→ PROBLEM TO WORK ON
Taking the records line by line, how many lines contain the word "door"? Answer with the number only.

● ● ●

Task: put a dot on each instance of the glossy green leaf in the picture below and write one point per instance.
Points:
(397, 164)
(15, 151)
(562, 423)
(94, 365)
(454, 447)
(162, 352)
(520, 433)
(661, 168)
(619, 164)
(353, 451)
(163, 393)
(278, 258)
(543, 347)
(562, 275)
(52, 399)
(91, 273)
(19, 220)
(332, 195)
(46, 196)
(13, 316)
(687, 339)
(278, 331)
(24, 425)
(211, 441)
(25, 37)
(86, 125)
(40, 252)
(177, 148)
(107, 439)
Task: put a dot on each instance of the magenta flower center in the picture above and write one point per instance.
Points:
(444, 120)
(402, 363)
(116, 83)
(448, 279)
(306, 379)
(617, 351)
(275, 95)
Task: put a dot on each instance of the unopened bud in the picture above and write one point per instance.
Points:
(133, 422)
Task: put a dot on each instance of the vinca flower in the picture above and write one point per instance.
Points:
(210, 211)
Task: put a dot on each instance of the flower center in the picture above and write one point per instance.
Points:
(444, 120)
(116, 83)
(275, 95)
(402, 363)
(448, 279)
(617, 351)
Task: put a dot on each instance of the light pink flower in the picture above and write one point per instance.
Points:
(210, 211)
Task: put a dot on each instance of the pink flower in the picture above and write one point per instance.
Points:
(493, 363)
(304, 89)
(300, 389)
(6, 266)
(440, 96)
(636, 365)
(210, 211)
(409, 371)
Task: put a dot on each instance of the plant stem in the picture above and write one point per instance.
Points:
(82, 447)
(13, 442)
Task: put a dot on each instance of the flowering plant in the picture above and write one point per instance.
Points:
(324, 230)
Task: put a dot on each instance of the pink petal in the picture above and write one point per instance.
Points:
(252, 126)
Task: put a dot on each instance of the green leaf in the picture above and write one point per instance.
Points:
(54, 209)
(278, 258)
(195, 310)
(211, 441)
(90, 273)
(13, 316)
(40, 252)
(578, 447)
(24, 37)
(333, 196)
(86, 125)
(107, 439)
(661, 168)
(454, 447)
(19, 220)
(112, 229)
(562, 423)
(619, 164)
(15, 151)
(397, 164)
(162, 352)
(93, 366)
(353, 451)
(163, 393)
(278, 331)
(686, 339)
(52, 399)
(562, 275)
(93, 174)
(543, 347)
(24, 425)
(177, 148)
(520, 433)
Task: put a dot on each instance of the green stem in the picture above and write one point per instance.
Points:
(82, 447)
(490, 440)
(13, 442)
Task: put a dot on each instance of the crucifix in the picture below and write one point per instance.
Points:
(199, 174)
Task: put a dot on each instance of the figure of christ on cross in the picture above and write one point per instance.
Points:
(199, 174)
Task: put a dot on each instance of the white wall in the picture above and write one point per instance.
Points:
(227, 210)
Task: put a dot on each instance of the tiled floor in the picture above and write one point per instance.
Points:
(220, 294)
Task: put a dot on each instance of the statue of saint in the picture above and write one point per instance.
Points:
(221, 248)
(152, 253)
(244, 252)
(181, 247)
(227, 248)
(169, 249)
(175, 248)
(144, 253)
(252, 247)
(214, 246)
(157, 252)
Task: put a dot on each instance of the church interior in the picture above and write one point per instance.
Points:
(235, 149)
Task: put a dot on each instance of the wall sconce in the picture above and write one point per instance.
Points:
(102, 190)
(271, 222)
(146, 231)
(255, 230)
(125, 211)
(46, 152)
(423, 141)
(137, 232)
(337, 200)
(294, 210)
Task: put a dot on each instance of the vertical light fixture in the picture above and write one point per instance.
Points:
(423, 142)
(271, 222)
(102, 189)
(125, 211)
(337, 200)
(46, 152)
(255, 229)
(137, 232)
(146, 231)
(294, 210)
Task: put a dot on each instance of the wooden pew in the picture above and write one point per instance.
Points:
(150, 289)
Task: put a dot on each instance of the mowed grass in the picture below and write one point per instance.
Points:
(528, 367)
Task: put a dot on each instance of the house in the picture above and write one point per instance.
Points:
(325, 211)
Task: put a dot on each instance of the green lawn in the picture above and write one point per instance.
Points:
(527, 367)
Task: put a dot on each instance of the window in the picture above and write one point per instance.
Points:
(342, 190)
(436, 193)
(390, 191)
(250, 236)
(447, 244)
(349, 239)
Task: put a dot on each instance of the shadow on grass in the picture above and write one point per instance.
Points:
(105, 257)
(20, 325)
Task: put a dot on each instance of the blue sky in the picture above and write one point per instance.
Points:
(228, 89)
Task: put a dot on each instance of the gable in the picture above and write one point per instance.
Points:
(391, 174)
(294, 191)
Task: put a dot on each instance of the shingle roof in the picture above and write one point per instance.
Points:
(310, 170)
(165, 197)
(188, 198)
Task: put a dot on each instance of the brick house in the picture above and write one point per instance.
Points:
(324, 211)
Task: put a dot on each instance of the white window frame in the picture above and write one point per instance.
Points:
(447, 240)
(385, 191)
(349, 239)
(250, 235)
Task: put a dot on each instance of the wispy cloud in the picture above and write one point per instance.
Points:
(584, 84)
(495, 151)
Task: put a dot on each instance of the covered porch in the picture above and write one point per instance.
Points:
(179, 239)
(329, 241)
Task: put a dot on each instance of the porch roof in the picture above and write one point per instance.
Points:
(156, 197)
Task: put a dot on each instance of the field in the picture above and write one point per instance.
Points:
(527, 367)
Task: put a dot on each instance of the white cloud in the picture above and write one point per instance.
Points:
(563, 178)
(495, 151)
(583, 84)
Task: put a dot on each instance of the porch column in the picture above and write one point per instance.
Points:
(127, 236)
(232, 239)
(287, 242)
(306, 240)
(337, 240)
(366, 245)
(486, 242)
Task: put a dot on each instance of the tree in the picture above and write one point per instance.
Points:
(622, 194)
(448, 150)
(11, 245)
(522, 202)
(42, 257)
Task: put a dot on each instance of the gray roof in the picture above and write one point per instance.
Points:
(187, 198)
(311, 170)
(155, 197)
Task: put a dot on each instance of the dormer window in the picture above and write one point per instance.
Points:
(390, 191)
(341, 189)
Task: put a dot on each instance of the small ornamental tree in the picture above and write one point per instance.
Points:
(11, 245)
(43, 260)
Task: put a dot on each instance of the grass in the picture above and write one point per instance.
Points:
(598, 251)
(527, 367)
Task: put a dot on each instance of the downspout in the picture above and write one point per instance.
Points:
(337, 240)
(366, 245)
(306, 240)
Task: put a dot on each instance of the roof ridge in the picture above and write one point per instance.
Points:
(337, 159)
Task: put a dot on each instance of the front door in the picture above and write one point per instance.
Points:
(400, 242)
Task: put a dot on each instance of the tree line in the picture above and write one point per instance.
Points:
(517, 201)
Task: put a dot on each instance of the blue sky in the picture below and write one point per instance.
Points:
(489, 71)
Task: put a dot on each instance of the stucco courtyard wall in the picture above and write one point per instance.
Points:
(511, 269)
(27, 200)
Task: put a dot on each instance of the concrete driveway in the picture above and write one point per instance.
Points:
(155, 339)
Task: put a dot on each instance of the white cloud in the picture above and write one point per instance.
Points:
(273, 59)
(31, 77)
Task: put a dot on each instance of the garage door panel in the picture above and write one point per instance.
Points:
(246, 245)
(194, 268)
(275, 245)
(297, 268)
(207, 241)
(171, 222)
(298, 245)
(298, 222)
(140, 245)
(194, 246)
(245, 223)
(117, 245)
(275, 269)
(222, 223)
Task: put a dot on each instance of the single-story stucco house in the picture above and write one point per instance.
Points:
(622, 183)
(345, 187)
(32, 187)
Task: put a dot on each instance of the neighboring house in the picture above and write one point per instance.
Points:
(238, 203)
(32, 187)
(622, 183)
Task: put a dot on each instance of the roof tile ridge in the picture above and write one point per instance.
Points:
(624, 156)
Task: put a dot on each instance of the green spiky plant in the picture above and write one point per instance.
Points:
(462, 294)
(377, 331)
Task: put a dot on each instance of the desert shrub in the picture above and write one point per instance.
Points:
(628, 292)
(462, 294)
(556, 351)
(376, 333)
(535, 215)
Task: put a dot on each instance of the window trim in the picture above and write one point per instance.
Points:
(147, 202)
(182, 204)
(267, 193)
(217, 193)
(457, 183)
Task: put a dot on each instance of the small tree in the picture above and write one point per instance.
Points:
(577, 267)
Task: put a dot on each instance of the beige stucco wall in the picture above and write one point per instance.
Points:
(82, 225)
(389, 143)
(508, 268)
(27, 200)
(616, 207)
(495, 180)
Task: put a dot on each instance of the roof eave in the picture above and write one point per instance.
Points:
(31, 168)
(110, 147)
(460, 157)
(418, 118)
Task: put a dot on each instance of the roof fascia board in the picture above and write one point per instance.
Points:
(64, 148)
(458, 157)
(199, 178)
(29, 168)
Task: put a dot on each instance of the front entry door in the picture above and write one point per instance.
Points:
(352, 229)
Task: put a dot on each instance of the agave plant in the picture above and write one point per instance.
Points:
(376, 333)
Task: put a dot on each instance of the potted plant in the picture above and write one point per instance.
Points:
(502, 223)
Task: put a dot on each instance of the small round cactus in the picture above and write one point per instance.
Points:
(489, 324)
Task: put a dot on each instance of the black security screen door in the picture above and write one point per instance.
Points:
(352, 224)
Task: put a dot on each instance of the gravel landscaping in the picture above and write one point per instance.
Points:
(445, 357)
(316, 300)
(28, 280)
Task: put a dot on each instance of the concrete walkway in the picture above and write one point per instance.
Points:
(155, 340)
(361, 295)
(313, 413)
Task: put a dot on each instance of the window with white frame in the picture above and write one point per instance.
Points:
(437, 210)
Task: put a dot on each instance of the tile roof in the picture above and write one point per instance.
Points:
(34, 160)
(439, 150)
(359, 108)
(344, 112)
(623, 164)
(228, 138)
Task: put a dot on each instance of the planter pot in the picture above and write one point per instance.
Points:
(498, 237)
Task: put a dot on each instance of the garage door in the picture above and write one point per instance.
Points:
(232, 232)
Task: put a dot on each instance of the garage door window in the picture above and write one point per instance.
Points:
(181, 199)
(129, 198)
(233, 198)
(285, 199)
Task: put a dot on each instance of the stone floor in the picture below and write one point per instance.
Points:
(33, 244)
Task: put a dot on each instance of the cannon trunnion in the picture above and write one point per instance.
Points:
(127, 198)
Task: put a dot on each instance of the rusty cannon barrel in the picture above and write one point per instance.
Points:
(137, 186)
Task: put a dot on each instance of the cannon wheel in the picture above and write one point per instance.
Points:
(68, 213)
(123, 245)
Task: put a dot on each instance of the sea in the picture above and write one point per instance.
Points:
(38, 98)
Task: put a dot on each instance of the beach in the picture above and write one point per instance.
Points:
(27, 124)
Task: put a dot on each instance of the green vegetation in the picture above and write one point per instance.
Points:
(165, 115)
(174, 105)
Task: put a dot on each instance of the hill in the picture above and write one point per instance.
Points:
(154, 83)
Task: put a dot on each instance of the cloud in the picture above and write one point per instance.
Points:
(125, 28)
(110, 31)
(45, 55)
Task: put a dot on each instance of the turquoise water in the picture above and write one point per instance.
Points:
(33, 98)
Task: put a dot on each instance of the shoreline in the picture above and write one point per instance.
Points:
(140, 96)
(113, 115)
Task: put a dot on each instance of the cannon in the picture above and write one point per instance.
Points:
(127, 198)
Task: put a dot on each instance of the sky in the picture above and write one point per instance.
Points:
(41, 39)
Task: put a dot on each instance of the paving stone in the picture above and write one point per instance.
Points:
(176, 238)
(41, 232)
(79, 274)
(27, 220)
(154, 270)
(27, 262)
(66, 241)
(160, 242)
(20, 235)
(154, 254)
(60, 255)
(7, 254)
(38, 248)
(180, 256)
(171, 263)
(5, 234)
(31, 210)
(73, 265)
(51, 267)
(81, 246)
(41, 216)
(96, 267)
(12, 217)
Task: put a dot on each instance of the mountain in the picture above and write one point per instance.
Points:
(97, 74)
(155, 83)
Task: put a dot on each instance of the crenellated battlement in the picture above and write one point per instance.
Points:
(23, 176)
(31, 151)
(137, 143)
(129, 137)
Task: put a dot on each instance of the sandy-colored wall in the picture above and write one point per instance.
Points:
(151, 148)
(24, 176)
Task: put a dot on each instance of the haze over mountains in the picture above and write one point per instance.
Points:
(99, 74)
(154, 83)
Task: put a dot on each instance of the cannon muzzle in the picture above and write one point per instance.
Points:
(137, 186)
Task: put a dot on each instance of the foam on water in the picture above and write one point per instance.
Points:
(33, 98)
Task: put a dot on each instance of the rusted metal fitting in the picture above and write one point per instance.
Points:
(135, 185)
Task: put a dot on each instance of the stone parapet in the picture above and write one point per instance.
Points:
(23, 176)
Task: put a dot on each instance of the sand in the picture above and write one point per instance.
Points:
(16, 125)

● ● ●

→ FINISHED EXERCISE
6